──────── Text for analysis
Center for Advanced BioEnergy Research, University of Illinois at Urbana-Champaign

Tuesday, October 21, 2008

John Glass fuels local research

Washington Business Journal
Friday, October 17, 2008
by Mara Lee Staff Reporter

John Glass is a senior scientist at the J. Craig Venter Institute’s Synthetic Biology and Bioenergy division in Rockville, where researchers are working to create synthetic bacteria that could be engineered to make cheap, abundant fuel. Glass looks the part of a scientist and sounds it too. When asked how long he has been at JCVI, Glass thinks for a moment and answers: 5.25 years.

Why did you become a scientist?

I have wanted to be a scientist since I was a little kid. I have been in biological research now since I graduated from college in 1977. This is the most fun I’ve had in science. I used to work at a pharmaceutical company — we were trying to make better antibiotics or antivirals. But I think that this is fundamentally more important and scientifically more interesting. The world desperately needs new sources of energy.
────────────────
──────── Data extract
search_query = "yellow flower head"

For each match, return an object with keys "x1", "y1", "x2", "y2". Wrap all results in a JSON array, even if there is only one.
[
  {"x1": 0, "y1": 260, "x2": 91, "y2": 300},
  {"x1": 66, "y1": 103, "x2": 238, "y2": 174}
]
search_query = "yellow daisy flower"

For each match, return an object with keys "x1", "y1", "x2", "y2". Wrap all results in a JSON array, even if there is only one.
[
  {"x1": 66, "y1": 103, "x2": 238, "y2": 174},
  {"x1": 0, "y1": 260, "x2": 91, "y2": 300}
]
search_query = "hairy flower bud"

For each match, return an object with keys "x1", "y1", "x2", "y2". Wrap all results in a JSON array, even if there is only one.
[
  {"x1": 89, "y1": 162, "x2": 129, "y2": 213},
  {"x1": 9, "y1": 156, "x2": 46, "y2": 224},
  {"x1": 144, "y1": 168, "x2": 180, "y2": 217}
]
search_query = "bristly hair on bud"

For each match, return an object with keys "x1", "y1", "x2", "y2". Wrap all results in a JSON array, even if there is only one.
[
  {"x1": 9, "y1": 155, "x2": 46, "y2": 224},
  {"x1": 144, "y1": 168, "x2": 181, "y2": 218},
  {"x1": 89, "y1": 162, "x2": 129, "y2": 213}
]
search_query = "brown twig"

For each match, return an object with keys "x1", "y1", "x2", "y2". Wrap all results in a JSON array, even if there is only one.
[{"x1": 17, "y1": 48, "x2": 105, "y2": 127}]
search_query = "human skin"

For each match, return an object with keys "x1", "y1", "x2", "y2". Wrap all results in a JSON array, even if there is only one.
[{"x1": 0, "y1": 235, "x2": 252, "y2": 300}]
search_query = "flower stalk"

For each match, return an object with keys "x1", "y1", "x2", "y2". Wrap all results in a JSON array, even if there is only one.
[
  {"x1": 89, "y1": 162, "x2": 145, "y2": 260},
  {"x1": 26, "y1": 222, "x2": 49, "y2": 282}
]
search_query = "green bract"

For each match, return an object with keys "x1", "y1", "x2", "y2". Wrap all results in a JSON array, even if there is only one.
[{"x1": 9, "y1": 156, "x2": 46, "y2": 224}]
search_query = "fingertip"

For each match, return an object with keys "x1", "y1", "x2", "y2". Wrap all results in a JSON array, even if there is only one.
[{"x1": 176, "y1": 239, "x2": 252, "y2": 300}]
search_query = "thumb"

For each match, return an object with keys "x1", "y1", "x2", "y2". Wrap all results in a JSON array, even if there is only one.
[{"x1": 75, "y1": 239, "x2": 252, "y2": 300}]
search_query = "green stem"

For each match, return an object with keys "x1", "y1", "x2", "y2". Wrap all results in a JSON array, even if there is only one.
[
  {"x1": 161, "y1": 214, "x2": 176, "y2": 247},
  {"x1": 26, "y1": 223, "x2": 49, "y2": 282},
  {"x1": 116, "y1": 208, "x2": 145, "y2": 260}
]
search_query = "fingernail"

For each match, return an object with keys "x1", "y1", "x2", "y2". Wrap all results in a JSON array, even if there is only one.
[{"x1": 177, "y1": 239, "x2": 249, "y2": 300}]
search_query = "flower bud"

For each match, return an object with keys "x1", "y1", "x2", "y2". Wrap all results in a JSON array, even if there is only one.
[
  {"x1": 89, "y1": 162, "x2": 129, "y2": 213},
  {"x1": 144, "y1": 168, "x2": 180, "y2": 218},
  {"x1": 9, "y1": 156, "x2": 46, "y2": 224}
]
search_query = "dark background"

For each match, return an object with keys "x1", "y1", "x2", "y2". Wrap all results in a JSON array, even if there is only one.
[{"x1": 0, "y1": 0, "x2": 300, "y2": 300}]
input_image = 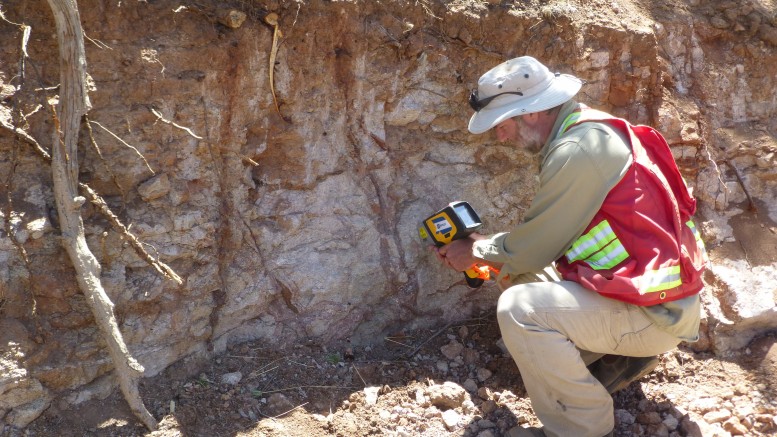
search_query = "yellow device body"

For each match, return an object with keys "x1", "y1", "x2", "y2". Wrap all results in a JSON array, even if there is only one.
[{"x1": 418, "y1": 201, "x2": 491, "y2": 288}]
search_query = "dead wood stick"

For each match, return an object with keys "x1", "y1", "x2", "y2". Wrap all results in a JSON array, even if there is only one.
[
  {"x1": 0, "y1": 117, "x2": 183, "y2": 285},
  {"x1": 48, "y1": 0, "x2": 157, "y2": 430}
]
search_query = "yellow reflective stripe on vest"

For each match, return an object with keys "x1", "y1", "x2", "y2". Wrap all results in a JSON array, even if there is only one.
[
  {"x1": 640, "y1": 266, "x2": 682, "y2": 293},
  {"x1": 585, "y1": 238, "x2": 629, "y2": 270},
  {"x1": 565, "y1": 220, "x2": 629, "y2": 270},
  {"x1": 566, "y1": 220, "x2": 616, "y2": 263},
  {"x1": 556, "y1": 111, "x2": 580, "y2": 138}
]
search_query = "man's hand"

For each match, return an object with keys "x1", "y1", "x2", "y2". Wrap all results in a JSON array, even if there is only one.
[{"x1": 432, "y1": 233, "x2": 485, "y2": 272}]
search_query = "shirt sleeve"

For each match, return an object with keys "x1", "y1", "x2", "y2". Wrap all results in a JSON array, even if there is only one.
[{"x1": 473, "y1": 123, "x2": 631, "y2": 275}]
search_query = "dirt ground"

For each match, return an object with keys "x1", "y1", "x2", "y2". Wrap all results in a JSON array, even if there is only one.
[{"x1": 21, "y1": 315, "x2": 777, "y2": 437}]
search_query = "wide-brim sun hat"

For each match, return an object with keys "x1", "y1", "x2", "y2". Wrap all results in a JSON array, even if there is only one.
[{"x1": 469, "y1": 56, "x2": 583, "y2": 134}]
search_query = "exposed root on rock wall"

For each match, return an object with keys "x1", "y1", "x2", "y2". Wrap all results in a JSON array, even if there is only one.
[{"x1": 0, "y1": 117, "x2": 183, "y2": 285}]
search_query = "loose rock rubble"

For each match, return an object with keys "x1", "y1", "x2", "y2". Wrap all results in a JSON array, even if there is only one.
[{"x1": 19, "y1": 317, "x2": 777, "y2": 437}]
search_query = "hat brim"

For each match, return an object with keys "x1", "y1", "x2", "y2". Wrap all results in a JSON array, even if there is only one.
[{"x1": 468, "y1": 74, "x2": 583, "y2": 134}]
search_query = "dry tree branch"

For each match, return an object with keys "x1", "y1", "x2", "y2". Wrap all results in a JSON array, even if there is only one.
[
  {"x1": 78, "y1": 182, "x2": 183, "y2": 285},
  {"x1": 88, "y1": 120, "x2": 156, "y2": 175},
  {"x1": 148, "y1": 108, "x2": 202, "y2": 140},
  {"x1": 84, "y1": 116, "x2": 125, "y2": 197},
  {"x1": 0, "y1": 117, "x2": 183, "y2": 285},
  {"x1": 48, "y1": 0, "x2": 162, "y2": 430},
  {"x1": 0, "y1": 108, "x2": 38, "y2": 315}
]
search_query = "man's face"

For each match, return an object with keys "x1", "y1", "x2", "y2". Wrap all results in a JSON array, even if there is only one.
[{"x1": 494, "y1": 114, "x2": 545, "y2": 152}]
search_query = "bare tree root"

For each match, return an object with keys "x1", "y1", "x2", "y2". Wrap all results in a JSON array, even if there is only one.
[
  {"x1": 48, "y1": 0, "x2": 157, "y2": 430},
  {"x1": 0, "y1": 117, "x2": 183, "y2": 285},
  {"x1": 0, "y1": 107, "x2": 38, "y2": 315}
]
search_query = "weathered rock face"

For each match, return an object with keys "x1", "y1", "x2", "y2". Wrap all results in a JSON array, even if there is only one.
[{"x1": 0, "y1": 0, "x2": 777, "y2": 422}]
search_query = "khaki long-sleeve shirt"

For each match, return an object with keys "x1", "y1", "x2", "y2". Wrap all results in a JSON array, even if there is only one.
[{"x1": 473, "y1": 101, "x2": 700, "y2": 341}]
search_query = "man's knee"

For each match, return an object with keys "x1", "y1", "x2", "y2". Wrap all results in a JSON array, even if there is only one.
[{"x1": 496, "y1": 284, "x2": 533, "y2": 326}]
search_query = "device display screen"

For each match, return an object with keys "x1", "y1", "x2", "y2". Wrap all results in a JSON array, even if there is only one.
[{"x1": 453, "y1": 205, "x2": 480, "y2": 229}]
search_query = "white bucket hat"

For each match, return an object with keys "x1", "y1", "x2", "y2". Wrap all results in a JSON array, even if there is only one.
[{"x1": 469, "y1": 56, "x2": 583, "y2": 134}]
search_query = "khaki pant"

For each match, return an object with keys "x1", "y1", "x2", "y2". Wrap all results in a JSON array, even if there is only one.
[{"x1": 497, "y1": 269, "x2": 680, "y2": 437}]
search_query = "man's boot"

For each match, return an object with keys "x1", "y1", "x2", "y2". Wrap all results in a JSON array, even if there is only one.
[{"x1": 588, "y1": 355, "x2": 658, "y2": 394}]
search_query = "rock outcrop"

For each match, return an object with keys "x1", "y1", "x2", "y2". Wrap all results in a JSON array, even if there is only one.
[{"x1": 0, "y1": 0, "x2": 777, "y2": 424}]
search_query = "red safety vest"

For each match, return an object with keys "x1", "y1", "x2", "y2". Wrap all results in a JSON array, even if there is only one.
[{"x1": 556, "y1": 105, "x2": 708, "y2": 306}]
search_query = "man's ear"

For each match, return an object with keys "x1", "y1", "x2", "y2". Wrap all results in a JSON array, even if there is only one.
[{"x1": 521, "y1": 112, "x2": 540, "y2": 126}]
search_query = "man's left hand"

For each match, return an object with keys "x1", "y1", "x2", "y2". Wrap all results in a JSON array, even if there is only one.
[{"x1": 434, "y1": 234, "x2": 482, "y2": 272}]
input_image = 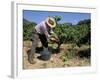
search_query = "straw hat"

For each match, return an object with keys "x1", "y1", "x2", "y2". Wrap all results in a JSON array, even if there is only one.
[{"x1": 46, "y1": 16, "x2": 56, "y2": 28}]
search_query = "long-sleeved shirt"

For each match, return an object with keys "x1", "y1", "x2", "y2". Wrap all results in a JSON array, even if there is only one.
[{"x1": 35, "y1": 21, "x2": 54, "y2": 39}]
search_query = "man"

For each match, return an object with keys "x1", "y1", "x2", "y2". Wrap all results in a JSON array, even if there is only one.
[{"x1": 28, "y1": 16, "x2": 56, "y2": 64}]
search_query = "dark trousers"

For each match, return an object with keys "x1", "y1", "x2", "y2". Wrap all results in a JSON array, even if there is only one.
[{"x1": 29, "y1": 29, "x2": 48, "y2": 59}]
────────────────
# Problem set:
A. In the profile of John Glass, in what year did he graduate from college?
B. Rewrite the part of the John Glass profile that begins at the words "Center for Advanced" and stops after "become a scientist?", putting "engineered microbes" in place of "synthetic bacteria".

# Answers to the exercises:
A. 1977

B.
Center for Advanced BioEnergy Research, University of Illinois at Urbana-Champaign

Tuesday, October 21, 2008

John Glass fuels local research

Washington Business Journal
Friday, October 17, 2008
by Mara Lee Staff Reporter

John Glass is a senior scientist at the J. Craig Venter Institute’s Synthetic Biology and Bioenergy division in Rockville, where researchers are working to create engineered microbes that could be engineered to make cheap, abundant fuel. Glass looks the part of a scientist and sounds it too. When asked how long he has been at JCVI, Glass thinks for a moment and answers: 5.25 years.

Why did you become a scientist?